Top of Material for this exercise

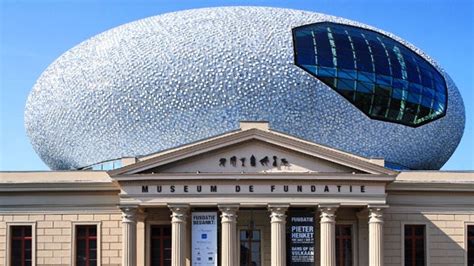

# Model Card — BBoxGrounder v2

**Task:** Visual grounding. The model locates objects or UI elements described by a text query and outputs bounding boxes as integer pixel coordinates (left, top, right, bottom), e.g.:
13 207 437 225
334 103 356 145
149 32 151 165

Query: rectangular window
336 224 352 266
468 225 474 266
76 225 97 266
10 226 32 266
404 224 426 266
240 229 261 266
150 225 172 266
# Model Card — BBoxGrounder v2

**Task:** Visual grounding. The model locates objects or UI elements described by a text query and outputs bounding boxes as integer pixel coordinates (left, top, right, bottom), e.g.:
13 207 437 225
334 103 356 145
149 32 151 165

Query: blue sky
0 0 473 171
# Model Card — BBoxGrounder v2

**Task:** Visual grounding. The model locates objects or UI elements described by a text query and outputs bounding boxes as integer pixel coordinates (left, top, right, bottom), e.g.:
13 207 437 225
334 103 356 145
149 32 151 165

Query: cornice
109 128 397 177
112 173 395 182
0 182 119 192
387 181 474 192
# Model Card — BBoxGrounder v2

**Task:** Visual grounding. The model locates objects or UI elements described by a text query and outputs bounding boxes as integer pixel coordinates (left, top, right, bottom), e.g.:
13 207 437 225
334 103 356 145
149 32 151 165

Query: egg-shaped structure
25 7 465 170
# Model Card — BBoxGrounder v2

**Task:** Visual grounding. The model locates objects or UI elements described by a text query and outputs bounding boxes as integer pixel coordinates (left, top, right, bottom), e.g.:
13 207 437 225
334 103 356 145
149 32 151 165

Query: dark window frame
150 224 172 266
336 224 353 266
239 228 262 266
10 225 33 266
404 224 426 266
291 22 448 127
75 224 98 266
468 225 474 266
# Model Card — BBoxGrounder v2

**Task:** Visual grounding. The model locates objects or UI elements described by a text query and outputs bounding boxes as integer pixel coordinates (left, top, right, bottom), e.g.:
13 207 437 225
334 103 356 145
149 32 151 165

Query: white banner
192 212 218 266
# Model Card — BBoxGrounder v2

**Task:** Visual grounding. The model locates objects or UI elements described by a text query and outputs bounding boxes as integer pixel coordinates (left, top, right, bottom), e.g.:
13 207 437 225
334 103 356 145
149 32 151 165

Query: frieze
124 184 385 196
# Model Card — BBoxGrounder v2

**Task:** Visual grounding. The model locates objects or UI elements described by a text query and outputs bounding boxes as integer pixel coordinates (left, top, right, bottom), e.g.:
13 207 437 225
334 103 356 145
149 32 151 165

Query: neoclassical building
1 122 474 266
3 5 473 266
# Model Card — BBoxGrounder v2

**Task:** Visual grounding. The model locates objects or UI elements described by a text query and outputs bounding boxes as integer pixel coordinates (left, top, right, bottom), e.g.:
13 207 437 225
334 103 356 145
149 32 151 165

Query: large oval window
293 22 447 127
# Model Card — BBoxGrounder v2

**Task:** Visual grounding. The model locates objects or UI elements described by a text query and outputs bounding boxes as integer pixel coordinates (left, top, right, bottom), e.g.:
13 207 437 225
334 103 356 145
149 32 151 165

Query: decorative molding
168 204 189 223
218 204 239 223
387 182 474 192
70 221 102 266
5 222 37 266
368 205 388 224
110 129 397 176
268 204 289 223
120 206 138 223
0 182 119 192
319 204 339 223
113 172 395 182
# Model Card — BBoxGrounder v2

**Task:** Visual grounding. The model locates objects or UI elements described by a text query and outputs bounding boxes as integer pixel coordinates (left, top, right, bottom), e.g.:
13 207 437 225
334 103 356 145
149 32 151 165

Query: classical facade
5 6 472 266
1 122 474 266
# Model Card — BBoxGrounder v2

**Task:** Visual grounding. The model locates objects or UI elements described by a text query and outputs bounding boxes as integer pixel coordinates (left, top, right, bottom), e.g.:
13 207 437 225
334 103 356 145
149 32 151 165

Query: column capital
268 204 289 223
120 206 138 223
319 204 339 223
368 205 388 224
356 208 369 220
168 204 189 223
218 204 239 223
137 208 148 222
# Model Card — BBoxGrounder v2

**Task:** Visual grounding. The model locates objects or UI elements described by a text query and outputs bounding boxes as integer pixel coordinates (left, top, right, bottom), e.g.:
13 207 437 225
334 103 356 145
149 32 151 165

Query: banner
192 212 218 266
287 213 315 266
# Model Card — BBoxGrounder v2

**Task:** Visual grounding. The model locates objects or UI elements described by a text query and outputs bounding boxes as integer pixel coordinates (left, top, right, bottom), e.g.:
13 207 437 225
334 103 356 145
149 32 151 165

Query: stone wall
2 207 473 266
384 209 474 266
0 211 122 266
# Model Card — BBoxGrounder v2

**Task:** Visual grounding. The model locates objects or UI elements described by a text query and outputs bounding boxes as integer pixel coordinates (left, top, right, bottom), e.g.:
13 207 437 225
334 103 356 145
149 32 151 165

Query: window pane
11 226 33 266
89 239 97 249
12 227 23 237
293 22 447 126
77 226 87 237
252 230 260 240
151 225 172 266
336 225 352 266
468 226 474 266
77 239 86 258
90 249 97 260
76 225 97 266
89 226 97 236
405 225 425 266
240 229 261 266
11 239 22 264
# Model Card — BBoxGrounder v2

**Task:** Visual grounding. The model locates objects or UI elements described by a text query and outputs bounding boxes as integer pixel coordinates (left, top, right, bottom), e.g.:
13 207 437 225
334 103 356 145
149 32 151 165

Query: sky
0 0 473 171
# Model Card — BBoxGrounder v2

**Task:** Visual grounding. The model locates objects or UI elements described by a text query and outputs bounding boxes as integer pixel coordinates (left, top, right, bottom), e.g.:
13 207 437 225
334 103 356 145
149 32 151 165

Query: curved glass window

Bottom of Material for this exercise

* [Your assignment]:
An exact, picture-free copy of the entries is required.

* [Result for this task]:
# Model Card — BBoxGrounder v2

**Task:** Visual grounding. The model locates objects or UI elements described by a text query and outputs bounding boxes as integer pixel coordinates (left, top, right, bottom), e.g.:
13 207 437 225
334 103 356 145
149 32 151 165

Query: rectangular window
336 224 352 266
468 225 474 266
76 225 97 266
10 226 32 266
404 224 426 266
240 229 261 266
150 225 172 266
# Model Card — BBoxGrounder v2

**Task:** Visual grounding. The model locates objects or UI elements described by a text query and outputs bounding boxes as integer pixel coordinates (left, top, right, bottom), e.g.:
13 207 437 225
334 103 356 145
149 32 151 165

Query: blue sky
0 0 473 171
# Model Card — BBoxGrounder v2

**Task:** Visual grounding. The model locates objects or UI elements described by a text query and outputs bounding boxes as integer pixel coordinates (left, top, right, bottom), e.g.:
13 207 437 225
334 103 356 145
149 32 151 165

Query: cornice
109 128 397 177
112 173 395 182
0 182 119 192
387 181 474 192
# Model Card — BBoxGrounder v2

**Task:** Visual grounding. The model locates objects or UI elements described by a text query and outputs bounding boxes as integer pixel coordinates (left, top, right, bottom), e.g.:
13 207 437 225
334 103 356 145
149 32 151 165

Query: egg-shaped structure
25 7 465 170
# Model Card — BBoxGrounder v2

**Task:** Visual grounding. The model locates objects or UI elements described by a text query and outputs bounding boxes as integer pixel coordinates (left, top, right, bottom), e.g.:
13 207 437 225
334 103 356 145
149 32 151 165

Query: dark window frame
150 224 172 266
336 224 353 266
239 228 262 266
10 225 33 266
404 224 426 266
291 22 448 127
75 224 98 266
468 225 474 266
# Model Card — BBoxGrounder v2

**Task:** Visual grounding. The model locates objects or UI elements described by a text query and outputs bounding boxes as integer pixel coordinates (left, top, right, bottom), e.g.:
13 207 437 225
334 103 356 145
149 32 151 165

Query: white banner
192 212 218 266
# Model Card — BBoxGrounder v2

**Task:** Visual grounding. The model locates objects or UI elements described by a text query and outputs bounding boxes as integer pixel coordinates (left, top, right, bottom), e.g.:
13 207 437 225
334 103 356 145
149 32 151 165

Query: frieze
124 184 385 196
# Model Card — BBoxGrounder v2

**Task:** Visual grounding. The model locates objects or UI elements described by a text query and outputs bounding boxes as integer pixel coordinates (left, top, right, bottom), e.g.:
13 207 437 225
334 103 356 145
149 32 151 165

Query: neoclassical building
1 122 474 266
3 5 473 266
# Model Card — BBoxGrounder v2

**Task:** Visual grounding. The model locates objects or UI elements described by a text query and outputs bounding boxes as integer pixel coordinates (left, top, right, bottom), e.g.:
13 207 437 225
334 103 356 145
149 32 151 165

Query: large oval window
293 22 447 127
# Model Card — BBoxGrounder v2

**Task:** Visual grounding. The model locates objects or UI elements described by a text query and outputs bounding boxes as integer pixel coordinates (left, top, right, bottom), e.g.:
13 207 437 225
334 103 356 145
149 32 151 165

Query: decorative molding
168 204 189 223
218 204 239 223
387 182 474 192
70 221 102 266
5 222 37 266
368 205 388 224
110 129 397 176
268 204 289 223
120 206 138 223
0 182 119 192
319 204 339 223
113 172 395 182
# Model Card — BBoxGrounder v2

**Task:** Visual grounding. The model locates objects or UI elements described by a text query and outputs bounding boxes as integer pixel coordinates (left, top, right, bottom), e.g.:
13 207 437 225
334 103 356 145
149 32 151 165

Query: classical facade
5 6 472 266
1 122 474 266
# Model Card — BBoxGrounder v2

**Task:** Visual grounding. The model locates objects or UI elements described by a text query and outputs bounding boxes as integer pixel coordinates (left, top, right, bottom), e.g.:
13 207 437 225
334 103 356 145
149 32 151 165

Query: column capital
268 204 289 223
120 206 138 223
319 204 339 223
368 205 388 224
356 208 369 220
168 204 189 223
218 204 239 223
137 208 148 222
# Model Card — BBoxGrounder v2

**Task:** Visual grounding. The model locates objects or UI elements described by a text query and outputs bounding boxes as integer pixel coordinates (left, top, right, bottom), e.g.:
13 207 437 225
334 103 356 145
149 32 151 165

Query: banner
192 212 218 266
287 213 315 266
# Model Card — BBoxGrounder v2

**Task:** Visual grounding. The model locates objects or UI elements described by a text query and outputs bounding boxes as integer pixel coordinates (left, top, right, bottom), e.g.:
13 207 437 225
334 103 356 145
149 32 151 165

Query: stone wall
2 207 473 266
384 209 474 266
0 211 122 266
# Model Card — BBoxGrounder v2

**Task:** Visual grounding. The model locates objects or UI elements described by a text query and outputs bounding boxes as integer pixel coordinates (left, top, right, bottom), e.g.:
13 207 437 225
334 103 356 145
149 32 151 165

Query: window pane
11 226 33 266
89 239 97 249
12 227 23 237
293 22 447 126
77 226 87 237
252 230 260 240
151 225 172 266
336 225 352 266
468 226 474 266
77 239 86 258
90 249 97 260
76 225 97 266
89 226 97 236
405 225 425 266
240 229 261 266
11 239 22 264
# Model Card — BBoxGrounder v2

**Task:** Visual grounding. The model locates objects or UI elements described by a text query and outputs bounding boxes as integer pixel coordinates (left, top, right, bottom), e.g.:
13 207 437 225
334 103 356 145
149 32 151 165

Query: sky
0 0 473 171
# Model Card — BBoxGrounder v2

**Task:** Visual grounding. The model locates objects or UI elements described by a text query and outputs bounding boxes as integer pixel coordinates (left, top, right, bottom), e.g.:
13 207 437 225
334 103 356 145
149 32 151 165

Query: curved glass window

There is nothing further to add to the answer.